● **Work to complete**
Quote the records below word for word, with every line and character unchanged.

Records from a point-labeling set
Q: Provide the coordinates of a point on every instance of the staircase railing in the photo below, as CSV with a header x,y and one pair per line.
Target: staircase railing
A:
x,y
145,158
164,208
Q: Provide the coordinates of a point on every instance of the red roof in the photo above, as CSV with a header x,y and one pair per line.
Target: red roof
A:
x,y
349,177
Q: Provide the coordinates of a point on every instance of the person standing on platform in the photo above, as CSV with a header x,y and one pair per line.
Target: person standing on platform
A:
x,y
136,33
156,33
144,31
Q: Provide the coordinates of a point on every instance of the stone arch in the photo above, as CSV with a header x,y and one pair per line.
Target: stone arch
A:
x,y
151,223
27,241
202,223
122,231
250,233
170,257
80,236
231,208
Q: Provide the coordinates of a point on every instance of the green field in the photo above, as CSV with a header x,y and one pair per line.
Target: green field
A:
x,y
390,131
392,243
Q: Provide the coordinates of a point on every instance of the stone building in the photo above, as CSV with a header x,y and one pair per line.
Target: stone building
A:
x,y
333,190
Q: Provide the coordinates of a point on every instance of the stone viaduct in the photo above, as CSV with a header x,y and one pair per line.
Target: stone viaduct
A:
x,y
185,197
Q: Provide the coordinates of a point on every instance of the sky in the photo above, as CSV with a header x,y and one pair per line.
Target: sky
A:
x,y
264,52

● **Response to this task**
Q: Provide the coordinates of a point on every instance of the staircase railing in the photo below, as CSV with a header x,y and one pair per line.
Target: staircase railing
A:
x,y
145,158
164,208
Q: Provide the coordinates of a point on every instance of the red roof in the photo above, as CSV with a header x,y and one pair per line.
Target: red roof
A:
x,y
349,177
Q: Provide the coordinates of a point on every instance of the person standing on platform in the photo above, as CSV with a header x,y and one pair per line.
Target: person standing on platform
A:
x,y
136,33
156,33
144,31
Q: Provide the coordinates of a point on every instance of the stone arch in the photo above, as CSV with a header x,y and one pair per line.
Target: stone arch
A:
x,y
151,223
27,241
202,223
122,231
250,233
170,257
80,236
231,208
Q: Provide the coordinates of a point on every instance of the green field in the photo above, as CSV with a header x,y and one pair per line.
Target: green field
A:
x,y
390,131
392,243
Q: Provide the coordinates of a point on every instance of the stone building in the photo above, as CSV with a header x,y and one pair per line.
Target: stone building
A:
x,y
333,190
Q: Provide the coordinates of a point on every instance of the stone viaduct in the photo above, as CSV with a header x,y and one pair per line.
Target: stone viaduct
A:
x,y
185,197
Q: Provide the coordinates of a point on every instance of the sky in the photo above, as CSV with a header x,y and one pair per line.
Target: sky
A:
x,y
264,52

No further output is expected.